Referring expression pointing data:
::::::::::

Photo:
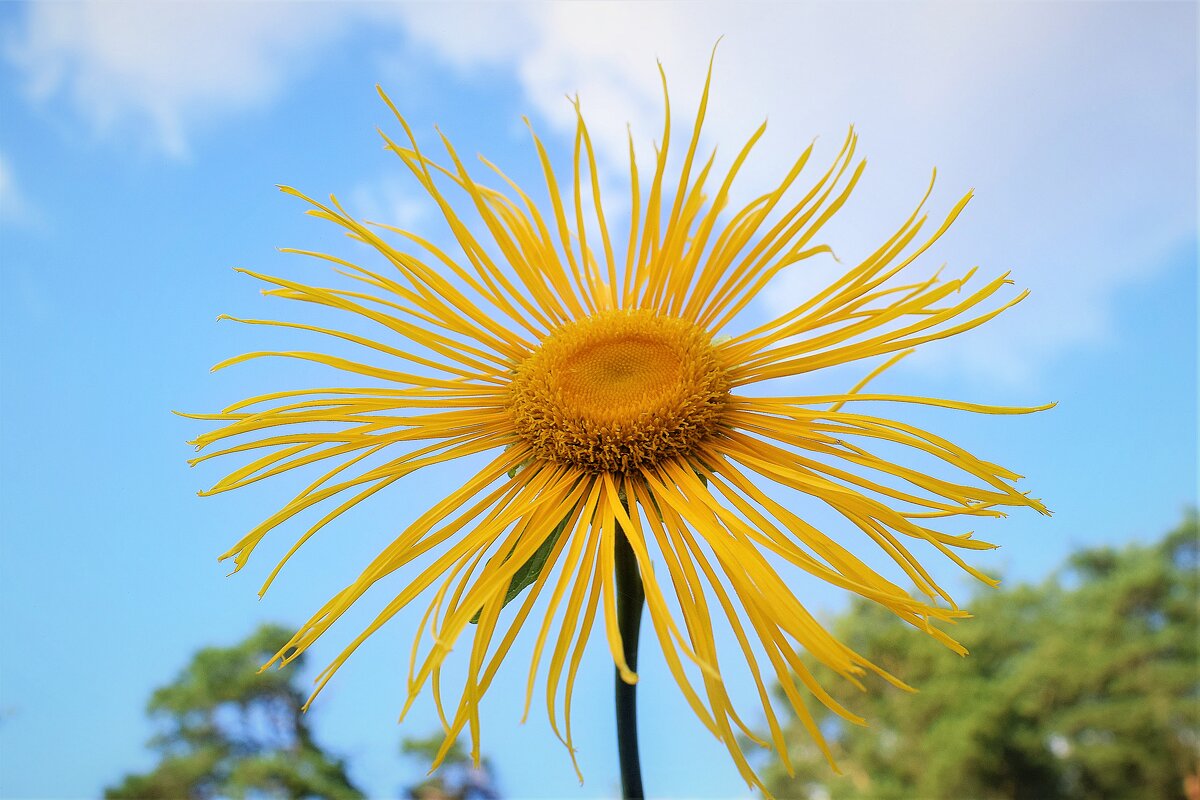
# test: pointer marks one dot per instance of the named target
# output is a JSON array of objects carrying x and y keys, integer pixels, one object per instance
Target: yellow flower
[{"x": 612, "y": 385}]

::::::::::

Work to complete.
Output nothing but the line containing "# output is" and each line after it in the entries above, exactly as written.

Your solution.
# output is a JSON array of objects carrying x and y keys, integer pixels, one object per instance
Target: yellow flower
[{"x": 612, "y": 385}]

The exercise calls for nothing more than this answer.